■ Tarefas propostas:
1. Segundo o trecho do texto, por que Trump foi forçado a pausar algumas tarifas? Responda em uma a três frases.
2. Que acordo o trecho do texto apresenta como modelo para a estratégia geoeconômica de Trump?
3. Transcreva do trecho do texto a parte que se inicia nas palavras que contêm "A análise trumpiana" e termina em "domínio racial branco.".

■ Trecho do texto:
————
As ações do governo Trump estão gerando uma guerra mundial de comércio e moeda. A nova estratégia tarifária do MAGA criou pânico em Wall Street, que até então apoiava fortemente sua presidência, aparentemente dividindo a classe dominante financeira, à medida que os títulos caíam. Isso forçou Trump a pausar algumas tarifas, ao mesmo tempo em que as aumentava na China. As tarifas de Trump foram calculadas com base no que era necessário para gerar uma balança comercial bilateral com cada país, uma proposta desprovida de qualquer lógica econômica direta, mas fornecendo uma arma contundente com a qual o regime planeja alcançar seus fins mais amplos.
A análise trumpiana da estagnação e desindustrialização de longo prazo da economia dos EUA tem no centro uma forte rejeição ao livre comércio, um ávido apoio às tarifas e uma forte ideologização da política externa. Os Estados Unidos devem romper seu relacionamento econômico com a China para proteger seu mercado da subversão do Partido Comunista Chinês. Isso inclui cortar relações econômicas com a China em relação a investimentos, cadeias de suprimentos e acordos econômicos internacionais. Todos os “fluxos de capital, transferências de tecnologia e parcerias econômicas entre os Estados Unidos e a China” devem acabar. A nível nacional, também declarou guerra a qualquer tentativa de incorporar diversidade, equidade e inclusão nas práticas empresariais, uma posição que visa claramente manter o domínio racial branco.
As tarifas desempenham um papel fundamental na guerra econômica contra a China e são geradoras de trilhões de dólares em receita para o governo, permitindo que Trump reduza os impostos sobre os ricos. O modelo para essa estratégia geoeconômica é o Acordo Plaza de 1985, elaborado entre Estados Unidos, Japão, Alemanha, Reino Unido e outros países, que permitiu uma desvalorização multilateral intencional do dólar. O principal resultado histórico desse acordo foi o estouro da bolha financeira japonesa e a introdução de uma profunda estagnação econômica aparentemente permanente na economia japonesa, que na época era uma das mais dinâmicas do mundo. Em 2025, no entanto, os Estados Unidos estão consideravelmente mais fracos globalmente do que em 1985, e os países que detêm as reservas cambiais mais dominadas pelo dólar, das quais dependeria principalmente o previsto Acordo de Mar-a-Lago, não estão sob o guarda-chuva da segurança militar dos EUA e, portanto, não são tão facilmente pressionados.
————
■ Listagem:

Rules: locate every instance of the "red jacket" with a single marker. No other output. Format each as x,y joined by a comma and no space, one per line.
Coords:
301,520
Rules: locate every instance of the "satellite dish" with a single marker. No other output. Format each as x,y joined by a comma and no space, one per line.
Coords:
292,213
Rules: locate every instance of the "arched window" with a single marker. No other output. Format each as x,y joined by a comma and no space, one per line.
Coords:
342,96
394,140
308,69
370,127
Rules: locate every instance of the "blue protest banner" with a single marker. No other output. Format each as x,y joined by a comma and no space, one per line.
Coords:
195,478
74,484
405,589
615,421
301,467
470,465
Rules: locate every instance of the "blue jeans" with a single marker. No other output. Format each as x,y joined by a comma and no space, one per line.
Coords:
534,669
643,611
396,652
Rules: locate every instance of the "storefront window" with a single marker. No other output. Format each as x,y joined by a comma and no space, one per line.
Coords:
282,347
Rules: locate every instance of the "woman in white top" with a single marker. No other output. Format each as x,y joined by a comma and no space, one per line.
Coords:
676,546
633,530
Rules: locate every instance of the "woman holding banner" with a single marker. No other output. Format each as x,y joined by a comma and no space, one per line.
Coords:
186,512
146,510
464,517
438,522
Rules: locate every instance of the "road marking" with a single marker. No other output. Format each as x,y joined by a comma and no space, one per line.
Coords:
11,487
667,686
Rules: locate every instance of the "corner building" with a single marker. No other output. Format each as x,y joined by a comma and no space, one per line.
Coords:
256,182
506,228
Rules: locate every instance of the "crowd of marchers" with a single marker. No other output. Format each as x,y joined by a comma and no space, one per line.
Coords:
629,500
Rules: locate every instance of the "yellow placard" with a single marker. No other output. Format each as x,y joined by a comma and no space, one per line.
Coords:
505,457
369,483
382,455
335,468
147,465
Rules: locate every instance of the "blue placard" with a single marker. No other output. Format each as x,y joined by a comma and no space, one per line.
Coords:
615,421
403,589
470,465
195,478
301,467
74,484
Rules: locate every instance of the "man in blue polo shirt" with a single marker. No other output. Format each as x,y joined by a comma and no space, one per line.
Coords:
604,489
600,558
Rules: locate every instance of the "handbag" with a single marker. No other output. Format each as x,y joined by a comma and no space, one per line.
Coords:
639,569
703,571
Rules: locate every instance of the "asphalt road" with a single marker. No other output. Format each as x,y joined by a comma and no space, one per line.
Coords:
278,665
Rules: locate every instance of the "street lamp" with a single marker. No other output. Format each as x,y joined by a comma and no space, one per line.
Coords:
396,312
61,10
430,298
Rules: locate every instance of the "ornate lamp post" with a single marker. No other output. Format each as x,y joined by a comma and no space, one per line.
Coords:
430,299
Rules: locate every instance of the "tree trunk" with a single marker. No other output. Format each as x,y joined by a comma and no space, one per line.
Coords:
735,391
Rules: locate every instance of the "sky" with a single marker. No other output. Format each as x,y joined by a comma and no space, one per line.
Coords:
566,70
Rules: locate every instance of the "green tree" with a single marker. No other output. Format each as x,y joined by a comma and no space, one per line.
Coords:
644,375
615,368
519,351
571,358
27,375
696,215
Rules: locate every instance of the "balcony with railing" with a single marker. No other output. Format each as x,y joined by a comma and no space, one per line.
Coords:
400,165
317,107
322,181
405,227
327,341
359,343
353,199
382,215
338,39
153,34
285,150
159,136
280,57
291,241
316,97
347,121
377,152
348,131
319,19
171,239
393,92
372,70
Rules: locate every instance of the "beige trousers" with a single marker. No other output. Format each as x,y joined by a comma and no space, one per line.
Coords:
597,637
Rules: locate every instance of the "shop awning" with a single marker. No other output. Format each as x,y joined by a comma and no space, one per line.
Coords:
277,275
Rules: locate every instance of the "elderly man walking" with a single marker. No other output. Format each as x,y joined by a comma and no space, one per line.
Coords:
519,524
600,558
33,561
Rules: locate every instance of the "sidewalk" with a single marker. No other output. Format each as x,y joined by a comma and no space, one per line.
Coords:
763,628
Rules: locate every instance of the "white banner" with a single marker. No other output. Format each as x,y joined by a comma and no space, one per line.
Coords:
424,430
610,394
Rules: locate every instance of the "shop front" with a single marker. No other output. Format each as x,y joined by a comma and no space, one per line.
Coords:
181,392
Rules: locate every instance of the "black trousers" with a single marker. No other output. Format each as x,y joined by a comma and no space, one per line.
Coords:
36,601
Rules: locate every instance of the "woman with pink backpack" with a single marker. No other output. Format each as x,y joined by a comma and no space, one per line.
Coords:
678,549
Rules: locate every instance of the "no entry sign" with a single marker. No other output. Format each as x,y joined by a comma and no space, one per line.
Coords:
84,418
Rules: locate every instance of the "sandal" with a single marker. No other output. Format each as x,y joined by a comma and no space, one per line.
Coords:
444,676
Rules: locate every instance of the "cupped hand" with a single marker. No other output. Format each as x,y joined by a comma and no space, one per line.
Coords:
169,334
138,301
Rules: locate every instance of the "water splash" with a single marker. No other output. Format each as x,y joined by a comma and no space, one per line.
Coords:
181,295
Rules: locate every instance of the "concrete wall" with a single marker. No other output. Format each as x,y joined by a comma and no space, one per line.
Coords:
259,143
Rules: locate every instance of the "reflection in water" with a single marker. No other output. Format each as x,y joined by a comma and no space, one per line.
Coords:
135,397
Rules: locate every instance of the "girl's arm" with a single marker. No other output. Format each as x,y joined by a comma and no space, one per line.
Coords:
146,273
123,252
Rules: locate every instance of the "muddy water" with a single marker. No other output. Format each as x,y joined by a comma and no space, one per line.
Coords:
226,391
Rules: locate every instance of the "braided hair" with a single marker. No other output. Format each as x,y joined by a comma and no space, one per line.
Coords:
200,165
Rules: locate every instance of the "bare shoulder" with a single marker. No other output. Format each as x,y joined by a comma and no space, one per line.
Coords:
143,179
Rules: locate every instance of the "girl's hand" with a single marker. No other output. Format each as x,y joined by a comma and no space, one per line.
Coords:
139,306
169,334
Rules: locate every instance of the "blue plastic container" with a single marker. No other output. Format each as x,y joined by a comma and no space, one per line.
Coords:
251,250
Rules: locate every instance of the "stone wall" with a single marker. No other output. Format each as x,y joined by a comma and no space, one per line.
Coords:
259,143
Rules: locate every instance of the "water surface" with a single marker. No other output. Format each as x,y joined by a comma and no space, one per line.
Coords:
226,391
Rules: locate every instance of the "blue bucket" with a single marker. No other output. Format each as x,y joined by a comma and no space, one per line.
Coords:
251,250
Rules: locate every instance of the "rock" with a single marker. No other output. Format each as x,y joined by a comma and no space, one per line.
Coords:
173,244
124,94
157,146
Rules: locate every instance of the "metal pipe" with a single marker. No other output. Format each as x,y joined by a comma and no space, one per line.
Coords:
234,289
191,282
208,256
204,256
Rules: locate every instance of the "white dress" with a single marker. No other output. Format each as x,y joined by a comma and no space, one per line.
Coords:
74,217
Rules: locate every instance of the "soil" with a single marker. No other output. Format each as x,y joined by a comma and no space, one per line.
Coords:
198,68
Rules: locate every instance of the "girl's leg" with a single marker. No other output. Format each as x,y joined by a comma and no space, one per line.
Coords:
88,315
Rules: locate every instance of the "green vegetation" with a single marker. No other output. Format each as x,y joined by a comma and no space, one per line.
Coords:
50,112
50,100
————
■ Respostas por tarefa:
1. A nova estratégia tarifária do MAGA criou pânico em Wall Street, que até então apoiava fortemente sua presidência. Esse pânico aparentemente dividiu a classe dominante financeira à medida que os títulos caíam, o que forçou Trump a pausar algumas tarifas.

2. O Acordo Plaza de 1985.

3.
A análise trumpiana da estagnação e desindustrialização de longo prazo da economia dos EUA tem no centro uma forte rejeição ao livre comércio, um ávido apoio às tarifas e uma forte ideologização da política externa. Os Estados Unidos devem romper seu relacionamento econômico com a China para proteger seu mercado da subversão do Partido Comunista Chinês. Isso inclui cortar relações econômicas com a China em relação a investimentos, cadeias de suprimentos e acordos econômicos internacionais. Todos os “fluxos de capital, transferências de tecnologia e parcerias econômicas entre os Estados Unidos e a China” devem acabar. A nível nacional, também declarou guerra a qualquer tentativa de incorporar diversidade, equidade e inclusão nas práticas empresariais, uma posição que visa claramente manter o domínio racial branco.